Texto extraído:

+===+

04 Julho 2022
A "sexta-feira da raiva" que uniu líbios de leste a oeste em protesto contra a deterioração das condições de vida corre o risco de se transformar em uma revolta mais longa. As cenas de guerrilha urbana que ocorreram em várias cidades dão, de fato, uma ideia do nível de intolerância da população contra uma classe dirigente que não consegue deixar de lado suas divisões.
A reportagem é de Camille Eid, publicada por Avvenire, 03-07-2022. A tradução é de Luisa Rabolini.
Na Cirenaica, centenas de manifestantes derrubaram com uma escavadeira as barreiras diante do Parlamento de Tobruk e incendiaram carros da polícia, enquanto em Trípoli uma multidão exasperada atacou o presidente do banco central, Siddiq al-Kabir, considerado um dos principais autores pelo colapso econômico e social da Líbia.
Região da Cirenaica (Foto: Stephen Kirrage | Wikimedia Commons)
Falta tudo ao país: os cortes de energia já ultrapassam 12 horas por dia nas grandes cidades, com situações ainda mais críticas nas regiões mais remotas; a farinha é escassa devido ao bloqueio das exportações de trigo ucranianas em decorrência da guerra em curso; há aumento contínuo dos preços dos produtos de primeira necessidade.

+===+

Tarefas propostas:
a - As afirmações abaixo estão de acordo com a reportagem sobre a Líbia? Responda a cada uma com sim ou não e cite literalmente as palavras do texto que decidem a resposta.
(i) Nas grandes cidades, os cortes de energia passam de 12 horas por dia.
(ii) Em Trípoli, os manifestantes incendiaram carros da polícia.
(iii) A tradução é de Camille Eid.
b - Repita, sem alterar nada, o trecho da reportagem sobre a Líbia de "Na Cirenaica, centenas" a "social da Líbia.".
c - Responda às perguntas com base na reportagem sobre a Líbia:
(i) Qual é o nome do presidente do banco central atacado em Trípoli?
(ii) Por que a farinha é escassa?
(iii) Por qual veículo a reportagem foi publicada?
As entradas não têm relação com a reportagem sobre a Líbia.

Dados fornecidos:

+===+

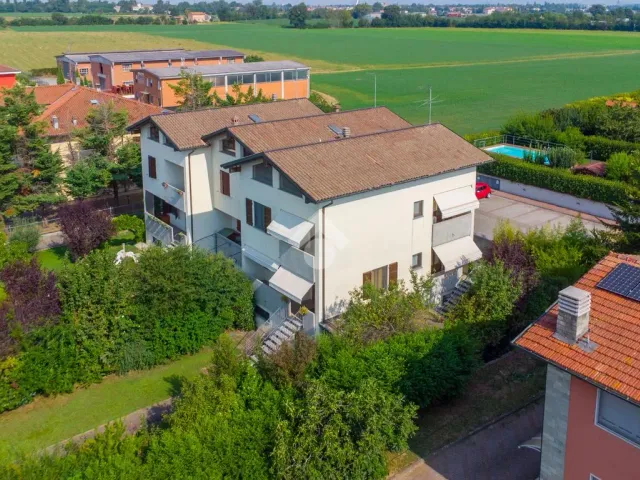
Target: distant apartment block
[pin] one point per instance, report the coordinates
(113, 71)
(281, 80)
(8, 76)
(312, 205)
(590, 340)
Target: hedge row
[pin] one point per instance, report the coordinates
(601, 148)
(558, 180)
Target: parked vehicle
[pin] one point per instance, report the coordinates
(483, 190)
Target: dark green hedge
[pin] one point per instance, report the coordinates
(563, 181)
(601, 148)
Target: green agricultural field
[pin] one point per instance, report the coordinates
(480, 77)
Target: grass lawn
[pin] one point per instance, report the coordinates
(48, 420)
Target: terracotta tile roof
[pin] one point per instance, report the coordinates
(77, 102)
(348, 166)
(46, 95)
(6, 69)
(614, 327)
(263, 136)
(186, 129)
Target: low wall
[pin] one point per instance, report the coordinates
(564, 200)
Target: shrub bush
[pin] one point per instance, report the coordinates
(583, 186)
(133, 224)
(601, 148)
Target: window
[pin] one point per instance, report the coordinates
(229, 146)
(288, 186)
(225, 184)
(154, 133)
(263, 173)
(418, 209)
(381, 277)
(618, 417)
(152, 167)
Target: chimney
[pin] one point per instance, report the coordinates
(574, 306)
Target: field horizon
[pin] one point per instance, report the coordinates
(479, 76)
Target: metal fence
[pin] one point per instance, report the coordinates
(516, 141)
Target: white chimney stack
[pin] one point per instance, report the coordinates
(574, 306)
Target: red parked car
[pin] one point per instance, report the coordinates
(483, 190)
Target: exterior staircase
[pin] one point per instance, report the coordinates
(462, 287)
(273, 340)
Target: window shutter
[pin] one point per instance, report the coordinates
(267, 217)
(393, 273)
(249, 205)
(152, 167)
(225, 184)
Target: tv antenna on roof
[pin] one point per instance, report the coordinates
(429, 101)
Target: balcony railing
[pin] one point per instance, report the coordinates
(159, 230)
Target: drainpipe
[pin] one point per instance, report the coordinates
(190, 196)
(324, 256)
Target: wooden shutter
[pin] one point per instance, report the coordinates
(249, 205)
(225, 184)
(393, 273)
(267, 217)
(152, 167)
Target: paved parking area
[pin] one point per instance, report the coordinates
(524, 214)
(490, 454)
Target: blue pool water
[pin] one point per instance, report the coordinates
(510, 150)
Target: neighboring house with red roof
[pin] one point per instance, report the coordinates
(8, 76)
(590, 340)
(68, 113)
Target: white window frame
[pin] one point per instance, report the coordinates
(606, 429)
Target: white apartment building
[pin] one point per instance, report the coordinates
(311, 205)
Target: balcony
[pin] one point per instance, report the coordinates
(452, 229)
(173, 196)
(163, 232)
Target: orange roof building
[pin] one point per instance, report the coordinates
(590, 340)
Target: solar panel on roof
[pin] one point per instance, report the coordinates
(623, 280)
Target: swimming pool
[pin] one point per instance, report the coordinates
(510, 150)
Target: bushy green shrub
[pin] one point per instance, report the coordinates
(131, 223)
(27, 234)
(601, 148)
(582, 186)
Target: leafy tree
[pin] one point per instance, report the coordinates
(376, 313)
(193, 91)
(87, 177)
(337, 434)
(60, 80)
(32, 296)
(83, 227)
(361, 10)
(298, 16)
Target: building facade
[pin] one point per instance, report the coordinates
(312, 205)
(590, 342)
(282, 80)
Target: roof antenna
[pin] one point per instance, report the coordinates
(430, 101)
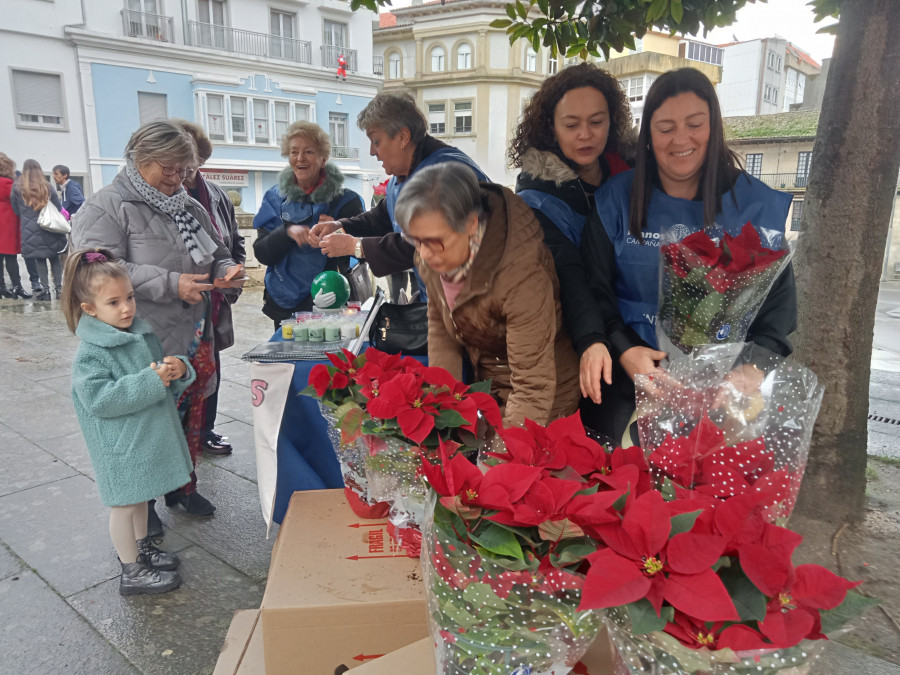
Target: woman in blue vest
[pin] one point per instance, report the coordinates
(310, 190)
(685, 175)
(397, 134)
(568, 144)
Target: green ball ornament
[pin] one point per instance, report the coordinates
(332, 282)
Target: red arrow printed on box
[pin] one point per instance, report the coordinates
(364, 657)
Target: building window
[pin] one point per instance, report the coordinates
(530, 60)
(437, 59)
(337, 127)
(238, 119)
(211, 17)
(754, 164)
(38, 99)
(803, 159)
(464, 56)
(462, 117)
(151, 107)
(796, 214)
(215, 117)
(395, 66)
(437, 119)
(261, 121)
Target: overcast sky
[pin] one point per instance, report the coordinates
(790, 19)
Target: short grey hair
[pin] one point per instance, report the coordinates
(449, 188)
(391, 113)
(311, 132)
(162, 141)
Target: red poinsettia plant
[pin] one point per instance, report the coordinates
(713, 284)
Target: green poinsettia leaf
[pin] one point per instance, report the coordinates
(644, 618)
(497, 540)
(853, 606)
(748, 600)
(683, 522)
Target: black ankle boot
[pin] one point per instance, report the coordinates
(139, 578)
(156, 557)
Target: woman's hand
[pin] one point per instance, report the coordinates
(596, 364)
(191, 287)
(300, 234)
(337, 245)
(321, 230)
(640, 360)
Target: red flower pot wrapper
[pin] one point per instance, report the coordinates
(712, 284)
(714, 426)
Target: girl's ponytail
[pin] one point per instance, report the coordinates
(84, 270)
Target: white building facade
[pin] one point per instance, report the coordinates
(82, 76)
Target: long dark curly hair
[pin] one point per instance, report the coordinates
(536, 128)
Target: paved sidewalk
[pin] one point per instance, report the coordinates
(60, 610)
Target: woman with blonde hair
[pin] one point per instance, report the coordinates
(30, 194)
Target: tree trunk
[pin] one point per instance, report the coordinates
(852, 184)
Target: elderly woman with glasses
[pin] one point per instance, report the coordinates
(493, 292)
(173, 255)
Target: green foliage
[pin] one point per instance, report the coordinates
(577, 28)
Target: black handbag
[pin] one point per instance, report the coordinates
(401, 329)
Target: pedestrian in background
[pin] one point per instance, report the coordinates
(30, 194)
(10, 234)
(124, 392)
(221, 212)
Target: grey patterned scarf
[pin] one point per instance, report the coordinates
(199, 244)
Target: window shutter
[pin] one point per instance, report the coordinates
(152, 107)
(38, 94)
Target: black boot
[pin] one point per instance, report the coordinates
(139, 578)
(156, 557)
(154, 525)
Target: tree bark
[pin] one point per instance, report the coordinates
(852, 184)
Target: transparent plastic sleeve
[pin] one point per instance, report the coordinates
(712, 288)
(658, 653)
(488, 619)
(728, 419)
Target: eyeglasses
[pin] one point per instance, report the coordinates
(433, 244)
(172, 170)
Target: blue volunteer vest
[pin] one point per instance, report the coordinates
(637, 265)
(288, 282)
(392, 191)
(566, 219)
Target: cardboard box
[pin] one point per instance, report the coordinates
(339, 591)
(418, 659)
(242, 653)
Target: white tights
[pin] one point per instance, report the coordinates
(127, 524)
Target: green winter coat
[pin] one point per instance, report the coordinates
(128, 417)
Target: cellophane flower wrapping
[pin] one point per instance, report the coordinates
(488, 619)
(658, 653)
(714, 426)
(712, 285)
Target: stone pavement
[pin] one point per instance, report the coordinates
(60, 610)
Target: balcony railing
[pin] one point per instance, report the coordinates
(149, 26)
(784, 181)
(344, 152)
(246, 42)
(330, 55)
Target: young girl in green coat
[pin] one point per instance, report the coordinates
(124, 392)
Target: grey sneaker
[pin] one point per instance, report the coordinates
(139, 578)
(156, 557)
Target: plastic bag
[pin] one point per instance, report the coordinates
(712, 285)
(488, 619)
(727, 419)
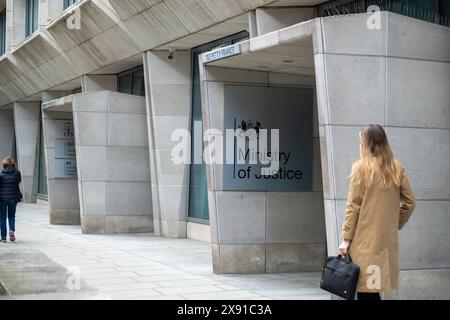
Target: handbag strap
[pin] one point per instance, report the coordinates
(346, 257)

+===+

Lista de respostas:
a -
(i) Sim: "os cortes de energia já ultrapassam 12 horas por dia nas grandes cidades".
(ii) Não: "Na Cirenaica, centenas de manifestantes derrubaram com uma escavadeira as barreiras diante do Parlamento de Tobruk e incendiaram carros da polícia".
(iii) Não: "A tradução é de Luisa Rabolini".

b -
Na Cirenaica, centenas de manifestantes derrubaram com uma escavadeira as barreiras diante do Parlamento de Tobruk e incendiaram carros da polícia, enquanto em Trípoli uma multidão exasperada atacou o presidente do banco central, Siddiq al-Kabir, considerado um dos principais autores pelo colapso econômico e social da Líbia.

c -
(i) Siddiq al-Kabir.
(ii) Devido ao bloqueio das exportações de trigo ucranianas em decorrência da guerra em curso.
(iii) Pelo Avvenire.